Reproduce every one of the entries below verbatim, line for line.

═══ EXTRACTED MATERIAL

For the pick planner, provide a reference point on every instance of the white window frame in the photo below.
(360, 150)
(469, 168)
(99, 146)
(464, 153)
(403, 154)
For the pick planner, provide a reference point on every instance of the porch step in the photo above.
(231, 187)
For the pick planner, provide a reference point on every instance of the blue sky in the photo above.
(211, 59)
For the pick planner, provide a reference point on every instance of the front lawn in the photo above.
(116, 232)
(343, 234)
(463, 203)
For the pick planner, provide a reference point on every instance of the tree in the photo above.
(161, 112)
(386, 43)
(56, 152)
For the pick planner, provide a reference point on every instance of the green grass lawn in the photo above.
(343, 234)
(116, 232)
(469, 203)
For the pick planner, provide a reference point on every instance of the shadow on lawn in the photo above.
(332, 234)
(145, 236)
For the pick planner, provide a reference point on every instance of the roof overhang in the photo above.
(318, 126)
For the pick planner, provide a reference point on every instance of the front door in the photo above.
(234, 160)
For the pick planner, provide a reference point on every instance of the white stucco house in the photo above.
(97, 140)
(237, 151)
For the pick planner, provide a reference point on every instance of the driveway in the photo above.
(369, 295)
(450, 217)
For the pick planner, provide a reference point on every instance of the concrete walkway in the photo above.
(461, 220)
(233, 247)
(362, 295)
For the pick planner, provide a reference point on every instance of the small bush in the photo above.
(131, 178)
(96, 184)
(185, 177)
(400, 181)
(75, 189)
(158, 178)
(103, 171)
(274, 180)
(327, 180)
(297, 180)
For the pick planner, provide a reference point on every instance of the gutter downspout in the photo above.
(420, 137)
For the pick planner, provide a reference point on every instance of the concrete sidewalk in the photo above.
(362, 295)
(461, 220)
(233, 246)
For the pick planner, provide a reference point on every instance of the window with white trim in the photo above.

══════

--- WRITTEN ANSWER ---
For the pick planner, provide a reference point on every instance of the white window frame in the photo below.
(360, 150)
(469, 168)
(99, 146)
(464, 153)
(403, 154)
For the pick planner, provide a reference point on every instance of the porch step in the photo above.
(231, 187)
For the pick planner, provide a reference point on every instance of the blue sky in the photo above.
(211, 59)
For the pick planner, provide a reference point on every instance of the front lawn in the photo above.
(116, 232)
(343, 234)
(463, 203)
For the pick planner, provide a reference point on every instance of the tree in the photo above.
(161, 112)
(386, 43)
(56, 152)
For the pick planner, provide a reference point on every instance of the green grass lawn in the photo above.
(343, 234)
(116, 232)
(469, 203)
For the pick planner, provide a reference point on every instance of the shadow on lawn in the photo above.
(332, 234)
(145, 236)
For the pick planner, provide a reference point on every instance of the roof overhang in the photo above.
(318, 126)
For the pick planner, provide a reference point on every instance of the front door in the photo above.
(234, 160)
For the pick planner, provide a reference point on every instance of the white stucco house in the photo above.
(97, 140)
(237, 151)
For the pick planner, provide a reference point on every instance of the driveway in the photo above.
(369, 295)
(450, 217)
For the pick planner, provide a reference point on every instance of the concrete walkway in the photo above.
(461, 220)
(233, 247)
(362, 295)
For the pick planner, provide a reference point on every instance of the small bush in the photo above.
(131, 178)
(96, 184)
(185, 177)
(400, 181)
(75, 189)
(158, 178)
(103, 171)
(274, 180)
(327, 180)
(297, 180)
For the pick planner, provide a reference point on every instance of the gutter downspout in the photo above.
(420, 137)
For the pick planner, provide a reference point on every instance of the concrete sidewalk in the photo above.
(362, 295)
(461, 220)
(233, 246)
For the pick planner, provide a reference point on every instance of the window with white trim in the photo above.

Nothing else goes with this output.